GIVEN PASSAGE
With Cisco Webex’s communications tools -- Calling, Meetings, Control Hub, Hybrid Services, and Team -- all suffering issues, global organizations were stifled without being able to hold meetings and collaborate in other ways that global organizations have grown accustomed to. No company can afford to lose that much productivity.
That was the big issue for Verizon customers as well. Three hours without a working mobile phone, as some Verizon customers experienced, is becoming harder and harder to manage today as most of us go through our daily lives with constant connectivity to the world. Our phones help us communicate with family, friends and co-workers, as well as remotely manage security and other systems at our homes – and so much more. Sever that connection and be prepared to feel the heat.
Delta’s outage is just the latest in an airline industry that every other week seems to experience a breach or interruptions. In the past, interruptions were rare catastrophic events. Now, especially in a connected world, consumers expect zero interruptions and on time travel.

DIRECTIVE 1
Sum up the passage on service outages in two sentences.
DIRECTIVE 2
Resume the passage on service outages right after its last sentence.

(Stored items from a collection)
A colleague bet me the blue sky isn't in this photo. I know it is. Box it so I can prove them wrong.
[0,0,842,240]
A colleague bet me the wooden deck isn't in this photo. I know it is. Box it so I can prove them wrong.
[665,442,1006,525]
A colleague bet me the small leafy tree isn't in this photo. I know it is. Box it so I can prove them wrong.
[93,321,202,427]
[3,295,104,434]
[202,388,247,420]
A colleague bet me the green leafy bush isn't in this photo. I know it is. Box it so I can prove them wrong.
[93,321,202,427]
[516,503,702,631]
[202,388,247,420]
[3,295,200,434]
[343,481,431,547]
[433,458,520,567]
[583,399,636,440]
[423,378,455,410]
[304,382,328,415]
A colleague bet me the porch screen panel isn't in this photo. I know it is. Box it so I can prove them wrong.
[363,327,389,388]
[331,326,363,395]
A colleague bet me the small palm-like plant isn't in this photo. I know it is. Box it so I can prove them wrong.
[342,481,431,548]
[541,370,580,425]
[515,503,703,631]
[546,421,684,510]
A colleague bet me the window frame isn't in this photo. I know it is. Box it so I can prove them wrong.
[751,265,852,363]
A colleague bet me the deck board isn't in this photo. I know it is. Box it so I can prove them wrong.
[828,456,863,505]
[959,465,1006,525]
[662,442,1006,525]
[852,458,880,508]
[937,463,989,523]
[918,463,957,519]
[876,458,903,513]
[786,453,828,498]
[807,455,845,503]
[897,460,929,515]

--

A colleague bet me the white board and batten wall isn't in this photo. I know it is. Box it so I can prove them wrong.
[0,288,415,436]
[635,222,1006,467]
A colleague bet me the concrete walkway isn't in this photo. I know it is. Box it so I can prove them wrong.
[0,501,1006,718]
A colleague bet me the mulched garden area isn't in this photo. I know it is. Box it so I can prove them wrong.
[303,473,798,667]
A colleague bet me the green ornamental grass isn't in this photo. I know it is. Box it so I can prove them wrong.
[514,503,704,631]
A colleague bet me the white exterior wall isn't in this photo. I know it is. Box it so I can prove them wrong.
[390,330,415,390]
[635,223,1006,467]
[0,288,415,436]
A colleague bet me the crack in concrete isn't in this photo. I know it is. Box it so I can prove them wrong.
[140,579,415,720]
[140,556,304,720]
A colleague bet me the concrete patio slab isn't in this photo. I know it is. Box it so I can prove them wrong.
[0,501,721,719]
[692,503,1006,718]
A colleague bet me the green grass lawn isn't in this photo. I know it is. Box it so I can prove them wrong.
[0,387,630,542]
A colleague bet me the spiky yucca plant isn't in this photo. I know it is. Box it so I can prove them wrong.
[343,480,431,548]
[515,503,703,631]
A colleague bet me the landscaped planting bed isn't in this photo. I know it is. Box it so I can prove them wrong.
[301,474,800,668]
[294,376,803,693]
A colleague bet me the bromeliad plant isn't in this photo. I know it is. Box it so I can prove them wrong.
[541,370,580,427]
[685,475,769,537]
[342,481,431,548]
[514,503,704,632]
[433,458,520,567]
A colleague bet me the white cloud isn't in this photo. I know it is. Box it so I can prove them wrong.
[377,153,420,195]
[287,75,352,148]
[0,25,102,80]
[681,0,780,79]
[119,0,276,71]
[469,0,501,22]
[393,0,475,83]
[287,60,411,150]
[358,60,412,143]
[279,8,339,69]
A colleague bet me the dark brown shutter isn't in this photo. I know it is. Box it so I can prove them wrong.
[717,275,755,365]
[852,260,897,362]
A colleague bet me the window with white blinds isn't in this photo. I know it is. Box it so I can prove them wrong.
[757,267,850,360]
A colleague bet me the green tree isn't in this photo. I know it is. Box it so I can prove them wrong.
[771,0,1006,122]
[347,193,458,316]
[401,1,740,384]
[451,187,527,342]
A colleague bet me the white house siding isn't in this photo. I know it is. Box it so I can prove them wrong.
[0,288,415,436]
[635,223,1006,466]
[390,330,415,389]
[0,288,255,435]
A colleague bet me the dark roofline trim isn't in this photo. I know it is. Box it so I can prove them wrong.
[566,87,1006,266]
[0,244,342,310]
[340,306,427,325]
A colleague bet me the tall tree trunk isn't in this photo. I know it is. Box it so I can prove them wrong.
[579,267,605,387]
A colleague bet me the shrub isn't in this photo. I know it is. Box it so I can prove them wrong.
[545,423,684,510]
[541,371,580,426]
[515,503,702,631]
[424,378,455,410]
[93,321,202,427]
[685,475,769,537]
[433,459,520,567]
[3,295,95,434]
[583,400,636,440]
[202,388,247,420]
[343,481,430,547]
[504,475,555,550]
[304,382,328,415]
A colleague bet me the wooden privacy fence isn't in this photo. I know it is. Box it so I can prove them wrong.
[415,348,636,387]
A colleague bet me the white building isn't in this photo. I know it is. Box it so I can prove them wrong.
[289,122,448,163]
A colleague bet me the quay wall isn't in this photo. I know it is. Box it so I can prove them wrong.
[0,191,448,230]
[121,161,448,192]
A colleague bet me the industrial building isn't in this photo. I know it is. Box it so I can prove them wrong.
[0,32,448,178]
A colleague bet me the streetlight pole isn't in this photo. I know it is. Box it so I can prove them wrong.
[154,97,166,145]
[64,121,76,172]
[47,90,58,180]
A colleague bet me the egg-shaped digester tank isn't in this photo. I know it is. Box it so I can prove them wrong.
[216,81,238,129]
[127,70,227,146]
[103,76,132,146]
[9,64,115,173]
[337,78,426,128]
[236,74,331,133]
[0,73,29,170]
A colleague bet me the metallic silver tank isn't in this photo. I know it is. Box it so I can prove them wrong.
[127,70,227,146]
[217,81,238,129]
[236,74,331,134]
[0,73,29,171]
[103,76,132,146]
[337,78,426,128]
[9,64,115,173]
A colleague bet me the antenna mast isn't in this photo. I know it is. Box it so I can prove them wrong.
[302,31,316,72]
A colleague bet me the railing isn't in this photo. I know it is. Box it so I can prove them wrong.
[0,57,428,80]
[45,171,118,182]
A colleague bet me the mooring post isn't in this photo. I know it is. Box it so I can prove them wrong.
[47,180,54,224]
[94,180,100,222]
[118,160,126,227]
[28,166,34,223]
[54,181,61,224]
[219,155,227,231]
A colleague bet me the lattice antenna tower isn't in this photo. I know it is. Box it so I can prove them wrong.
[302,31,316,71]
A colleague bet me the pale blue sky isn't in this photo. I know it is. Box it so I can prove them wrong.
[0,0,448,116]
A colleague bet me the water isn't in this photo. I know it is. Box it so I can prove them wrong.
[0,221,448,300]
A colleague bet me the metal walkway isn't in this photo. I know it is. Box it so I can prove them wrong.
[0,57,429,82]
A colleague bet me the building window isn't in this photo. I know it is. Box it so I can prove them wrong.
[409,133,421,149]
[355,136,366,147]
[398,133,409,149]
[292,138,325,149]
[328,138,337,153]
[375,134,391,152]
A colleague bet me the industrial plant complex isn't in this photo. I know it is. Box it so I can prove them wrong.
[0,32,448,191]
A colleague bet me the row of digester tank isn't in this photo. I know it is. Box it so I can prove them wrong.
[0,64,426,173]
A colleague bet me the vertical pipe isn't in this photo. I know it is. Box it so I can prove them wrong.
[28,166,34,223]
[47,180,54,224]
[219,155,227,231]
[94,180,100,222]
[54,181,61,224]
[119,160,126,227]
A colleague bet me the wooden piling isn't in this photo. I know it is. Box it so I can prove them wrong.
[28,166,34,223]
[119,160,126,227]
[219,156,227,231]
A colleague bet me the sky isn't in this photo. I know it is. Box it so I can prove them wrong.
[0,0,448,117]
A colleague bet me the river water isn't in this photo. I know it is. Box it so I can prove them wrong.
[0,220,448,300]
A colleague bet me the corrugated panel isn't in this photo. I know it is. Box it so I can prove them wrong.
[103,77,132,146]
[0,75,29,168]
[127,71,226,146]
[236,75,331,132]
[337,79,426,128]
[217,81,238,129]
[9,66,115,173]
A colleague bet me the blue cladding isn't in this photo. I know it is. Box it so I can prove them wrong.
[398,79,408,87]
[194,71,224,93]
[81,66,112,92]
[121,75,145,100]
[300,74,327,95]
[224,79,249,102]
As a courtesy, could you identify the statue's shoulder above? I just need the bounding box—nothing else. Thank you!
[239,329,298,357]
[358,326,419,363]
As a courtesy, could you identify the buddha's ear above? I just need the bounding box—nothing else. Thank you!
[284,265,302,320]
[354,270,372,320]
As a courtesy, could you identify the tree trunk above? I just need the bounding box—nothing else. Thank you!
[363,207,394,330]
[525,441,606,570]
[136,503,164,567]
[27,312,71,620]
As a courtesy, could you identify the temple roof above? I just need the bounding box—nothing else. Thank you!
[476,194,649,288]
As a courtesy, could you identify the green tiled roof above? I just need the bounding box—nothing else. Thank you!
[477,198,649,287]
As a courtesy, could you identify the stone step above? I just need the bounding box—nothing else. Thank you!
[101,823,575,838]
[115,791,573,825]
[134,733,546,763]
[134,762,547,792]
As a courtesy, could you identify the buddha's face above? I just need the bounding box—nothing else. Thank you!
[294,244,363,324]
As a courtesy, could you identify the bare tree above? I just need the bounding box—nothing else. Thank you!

WRITTEN REPLY 1
Outages at Cisco Webex and Verizon left organizations unable to hold meetings and some customers without working phones for three hours, a loss that is hard to manage in an age of constant connectivity. Delta's outage is the latest in an airline industry that seems to face breaches or interruptions every other week, even as consumers now expect zero interruptions and on-time travel.

WRITTEN REPLY 2
How to prevent your company from becoming the next outage headline
The bottom line is that companies must take their security and availability more seriously as organizations and the public become increasingly reliant on technology-driven services.
As IT grows more complex and capable, it creates more opportunities for failure. Which is why every company should be testing to prevent the scenarios these companies experienced before they happen and put in place stronger failovers and recovery plans when – not if – they fail.
It’s always better to fail in a test and be prepared than to alienate customers and land negative stories in the national news.